▶ TO BE DONE
Reproduce the records below word for word, omitting the pictures from your answer.

▶ SOURCE RECORDS

☆ ☆ ☆

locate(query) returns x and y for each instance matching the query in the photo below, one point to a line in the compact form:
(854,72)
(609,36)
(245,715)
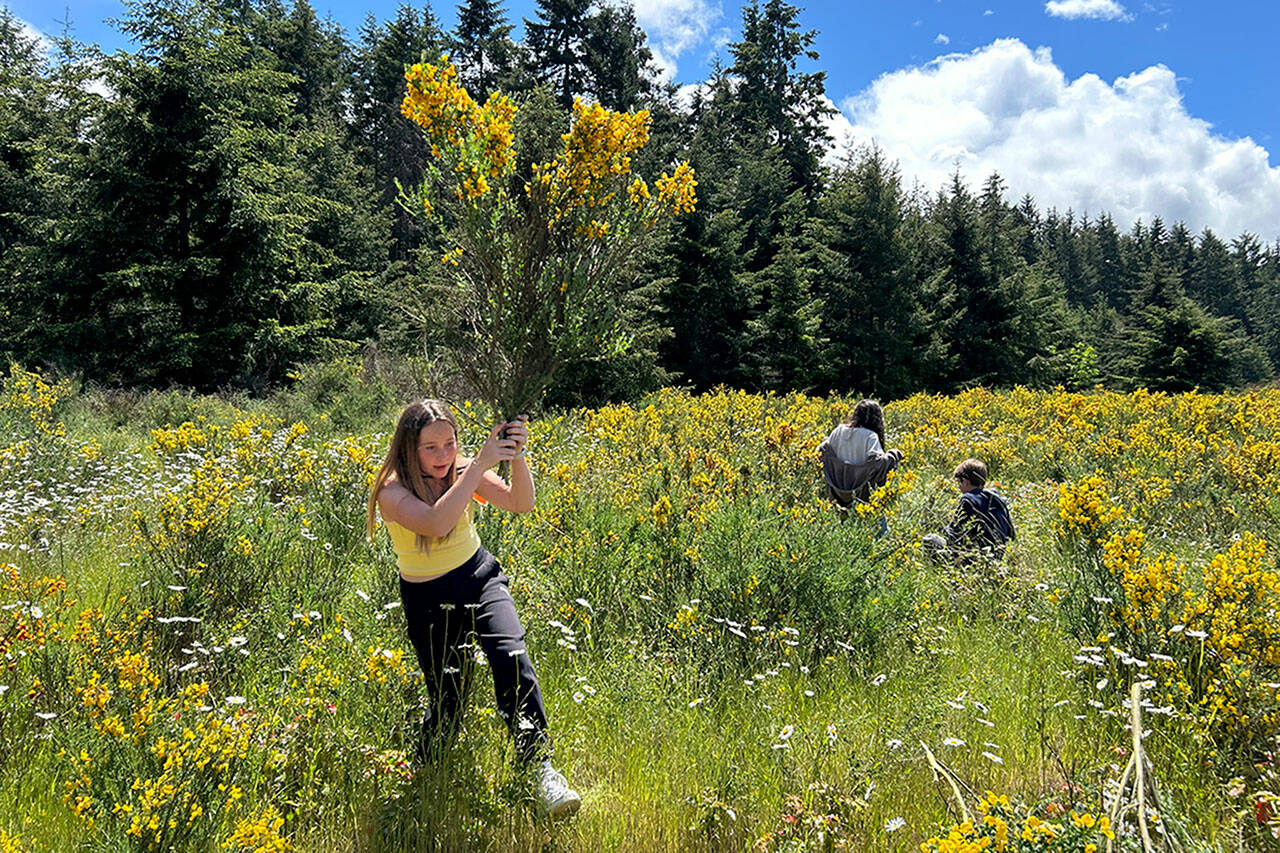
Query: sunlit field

☆ ☆ ☆

▶ RESULT OF THE EXERCISE
locate(query) returns x and y for each instance matching the query in the photo below, one point to a line in the compact form:
(854,72)
(609,36)
(245,715)
Query: sunlit field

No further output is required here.